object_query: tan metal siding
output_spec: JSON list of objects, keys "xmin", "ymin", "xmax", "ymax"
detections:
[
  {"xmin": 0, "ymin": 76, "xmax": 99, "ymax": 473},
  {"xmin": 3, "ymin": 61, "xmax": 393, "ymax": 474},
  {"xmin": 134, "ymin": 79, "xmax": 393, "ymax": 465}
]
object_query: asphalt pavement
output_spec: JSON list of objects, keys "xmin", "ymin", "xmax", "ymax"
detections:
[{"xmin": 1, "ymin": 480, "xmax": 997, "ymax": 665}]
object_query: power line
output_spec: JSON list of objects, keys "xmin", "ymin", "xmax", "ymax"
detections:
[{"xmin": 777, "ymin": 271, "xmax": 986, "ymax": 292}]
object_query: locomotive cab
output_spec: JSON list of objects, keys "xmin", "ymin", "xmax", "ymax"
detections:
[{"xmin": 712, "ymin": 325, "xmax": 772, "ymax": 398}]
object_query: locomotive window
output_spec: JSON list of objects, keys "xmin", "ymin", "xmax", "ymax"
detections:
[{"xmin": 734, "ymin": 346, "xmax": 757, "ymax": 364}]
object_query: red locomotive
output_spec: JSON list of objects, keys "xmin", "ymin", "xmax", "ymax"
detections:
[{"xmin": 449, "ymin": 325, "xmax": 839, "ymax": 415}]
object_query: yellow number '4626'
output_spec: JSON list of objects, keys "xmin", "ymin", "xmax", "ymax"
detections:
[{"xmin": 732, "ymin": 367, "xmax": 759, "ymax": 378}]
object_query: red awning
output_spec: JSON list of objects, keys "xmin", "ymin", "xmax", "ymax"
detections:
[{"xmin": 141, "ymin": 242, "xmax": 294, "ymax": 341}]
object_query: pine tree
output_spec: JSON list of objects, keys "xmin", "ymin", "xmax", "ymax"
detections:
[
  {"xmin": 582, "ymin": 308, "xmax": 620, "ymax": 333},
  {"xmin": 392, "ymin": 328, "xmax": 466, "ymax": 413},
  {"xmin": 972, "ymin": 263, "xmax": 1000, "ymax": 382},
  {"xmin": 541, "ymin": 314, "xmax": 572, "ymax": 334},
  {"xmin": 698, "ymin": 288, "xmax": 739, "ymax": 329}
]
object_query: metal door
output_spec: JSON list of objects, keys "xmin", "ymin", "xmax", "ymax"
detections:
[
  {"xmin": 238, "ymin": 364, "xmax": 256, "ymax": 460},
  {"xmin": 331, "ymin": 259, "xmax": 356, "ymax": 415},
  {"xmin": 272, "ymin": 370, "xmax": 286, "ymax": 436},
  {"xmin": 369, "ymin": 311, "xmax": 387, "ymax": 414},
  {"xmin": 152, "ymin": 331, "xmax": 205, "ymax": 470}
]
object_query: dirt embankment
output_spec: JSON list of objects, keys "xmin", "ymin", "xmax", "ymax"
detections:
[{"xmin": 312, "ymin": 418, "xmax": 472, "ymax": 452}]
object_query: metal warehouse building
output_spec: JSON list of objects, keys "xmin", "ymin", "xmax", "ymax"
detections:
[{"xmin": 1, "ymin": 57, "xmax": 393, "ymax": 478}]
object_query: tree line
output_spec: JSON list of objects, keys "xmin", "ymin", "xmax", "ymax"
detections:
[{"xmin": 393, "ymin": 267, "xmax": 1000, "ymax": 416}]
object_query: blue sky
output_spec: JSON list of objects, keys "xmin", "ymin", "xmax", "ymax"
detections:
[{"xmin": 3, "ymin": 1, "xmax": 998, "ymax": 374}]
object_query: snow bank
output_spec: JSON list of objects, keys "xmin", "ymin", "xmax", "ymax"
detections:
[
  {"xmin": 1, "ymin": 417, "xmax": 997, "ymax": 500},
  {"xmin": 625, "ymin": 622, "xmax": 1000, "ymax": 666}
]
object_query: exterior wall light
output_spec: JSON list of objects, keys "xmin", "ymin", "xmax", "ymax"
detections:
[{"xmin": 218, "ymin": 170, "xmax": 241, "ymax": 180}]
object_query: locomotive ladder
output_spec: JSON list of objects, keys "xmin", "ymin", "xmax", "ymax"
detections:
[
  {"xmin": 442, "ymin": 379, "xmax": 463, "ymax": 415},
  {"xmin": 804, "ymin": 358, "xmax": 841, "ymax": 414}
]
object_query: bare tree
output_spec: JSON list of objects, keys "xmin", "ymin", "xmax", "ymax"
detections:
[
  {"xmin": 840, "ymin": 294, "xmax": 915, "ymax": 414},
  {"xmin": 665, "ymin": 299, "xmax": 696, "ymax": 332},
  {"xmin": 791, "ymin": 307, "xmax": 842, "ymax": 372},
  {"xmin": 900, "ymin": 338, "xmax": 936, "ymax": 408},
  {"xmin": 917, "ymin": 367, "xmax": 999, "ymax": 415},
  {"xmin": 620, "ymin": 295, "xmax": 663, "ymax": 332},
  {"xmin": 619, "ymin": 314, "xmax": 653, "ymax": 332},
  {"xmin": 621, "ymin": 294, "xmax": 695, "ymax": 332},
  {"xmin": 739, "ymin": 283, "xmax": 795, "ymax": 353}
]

TO DO — Reprint the entire listing exactly.

THE COMPLETED TASK —
object_query: tan metal siding
output_spec: JSON list of objects, keys "xmin", "ymin", "xmax", "ymax"
detections:
[
  {"xmin": 0, "ymin": 76, "xmax": 99, "ymax": 473},
  {"xmin": 3, "ymin": 61, "xmax": 393, "ymax": 474},
  {"xmin": 134, "ymin": 79, "xmax": 393, "ymax": 465}
]
object_query: asphalt pavement
output_spec: JSON list of objects, keys "xmin", "ymin", "xmax", "ymax"
detections:
[{"xmin": 1, "ymin": 480, "xmax": 997, "ymax": 665}]
object_query: power line
output_spec: JSON list of objects, keys "xmin", "ymin", "xmax", "ymax"
detections:
[{"xmin": 777, "ymin": 271, "xmax": 986, "ymax": 292}]
object_query: locomotive cab
output_spec: JSON list of objects, keys "xmin", "ymin", "xmax", "ymax"
detections:
[{"xmin": 712, "ymin": 325, "xmax": 772, "ymax": 398}]
object_query: locomotive window
output_spec: JSON list of objects, keys "xmin", "ymin", "xmax", "ymax"
detections:
[{"xmin": 734, "ymin": 346, "xmax": 757, "ymax": 364}]
object_query: red locomotive
output_spec: JSON list of objects, keys "xmin", "ymin", "xmax", "ymax"
detections:
[{"xmin": 449, "ymin": 325, "xmax": 839, "ymax": 415}]
object_query: yellow number '4626'
output_spec: JSON list of objects, keys "xmin", "ymin", "xmax", "ymax"
detections:
[{"xmin": 732, "ymin": 367, "xmax": 759, "ymax": 378}]
object_query: red awning
output_spec: JSON list of objects, keys "xmin", "ymin", "xmax", "ymax"
detections:
[{"xmin": 141, "ymin": 242, "xmax": 294, "ymax": 341}]
object_query: pine tree
output_spec: JSON list of objects, keys "xmin", "ymin", "xmax", "ymax"
detections:
[
  {"xmin": 582, "ymin": 308, "xmax": 620, "ymax": 333},
  {"xmin": 392, "ymin": 328, "xmax": 466, "ymax": 413},
  {"xmin": 972, "ymin": 263, "xmax": 1000, "ymax": 382},
  {"xmin": 541, "ymin": 314, "xmax": 572, "ymax": 334},
  {"xmin": 698, "ymin": 288, "xmax": 739, "ymax": 329}
]
object_query: metal door
output_spec: JSON list of objects, keys "xmin", "ymin", "xmax", "ymax"
detections:
[
  {"xmin": 238, "ymin": 364, "xmax": 256, "ymax": 460},
  {"xmin": 331, "ymin": 259, "xmax": 356, "ymax": 415},
  {"xmin": 272, "ymin": 370, "xmax": 286, "ymax": 436},
  {"xmin": 369, "ymin": 311, "xmax": 387, "ymax": 414},
  {"xmin": 152, "ymin": 331, "xmax": 205, "ymax": 470}
]
object_query: dirt embankment
output_spec: JSON list of objects, keys "xmin", "ymin", "xmax", "ymax"
detections:
[{"xmin": 312, "ymin": 418, "xmax": 472, "ymax": 452}]
object_query: metal warehouse building
output_spec: JSON list of objects, keys "xmin", "ymin", "xmax", "ymax"
detections:
[{"xmin": 1, "ymin": 57, "xmax": 393, "ymax": 478}]
object_query: tree line
output_spec: JSON list of objects, keys "xmin", "ymin", "xmax", "ymax"
detections:
[{"xmin": 393, "ymin": 267, "xmax": 1000, "ymax": 416}]
object_query: blue sky
output_spec: JSON list of objects, keys "xmin", "ymin", "xmax", "ymax"
detections:
[{"xmin": 3, "ymin": 1, "xmax": 998, "ymax": 374}]
object_query: snow bank
output_spec: JSON list of objects, keys "xmin", "ymin", "xmax", "ymax"
detections:
[
  {"xmin": 1, "ymin": 417, "xmax": 997, "ymax": 500},
  {"xmin": 625, "ymin": 622, "xmax": 1000, "ymax": 666}
]
object_query: exterior wall light
output_spec: JSON list of objects, keys "xmin", "ymin", "xmax", "ymax"
detections:
[{"xmin": 218, "ymin": 170, "xmax": 241, "ymax": 180}]
object_query: locomotive ladder
output_spec: JSON list of objects, keys "xmin", "ymin", "xmax", "ymax"
detections:
[
  {"xmin": 442, "ymin": 379, "xmax": 463, "ymax": 415},
  {"xmin": 804, "ymin": 358, "xmax": 841, "ymax": 414}
]
object_query: bare tree
output_spec: JSON list of objects, keys "xmin", "ymin", "xmax", "ymax"
detections:
[
  {"xmin": 840, "ymin": 294, "xmax": 915, "ymax": 414},
  {"xmin": 665, "ymin": 299, "xmax": 696, "ymax": 332},
  {"xmin": 791, "ymin": 307, "xmax": 842, "ymax": 372},
  {"xmin": 900, "ymin": 338, "xmax": 936, "ymax": 408},
  {"xmin": 917, "ymin": 367, "xmax": 999, "ymax": 415},
  {"xmin": 620, "ymin": 295, "xmax": 663, "ymax": 332},
  {"xmin": 619, "ymin": 314, "xmax": 653, "ymax": 332},
  {"xmin": 621, "ymin": 294, "xmax": 695, "ymax": 332},
  {"xmin": 739, "ymin": 283, "xmax": 795, "ymax": 353}
]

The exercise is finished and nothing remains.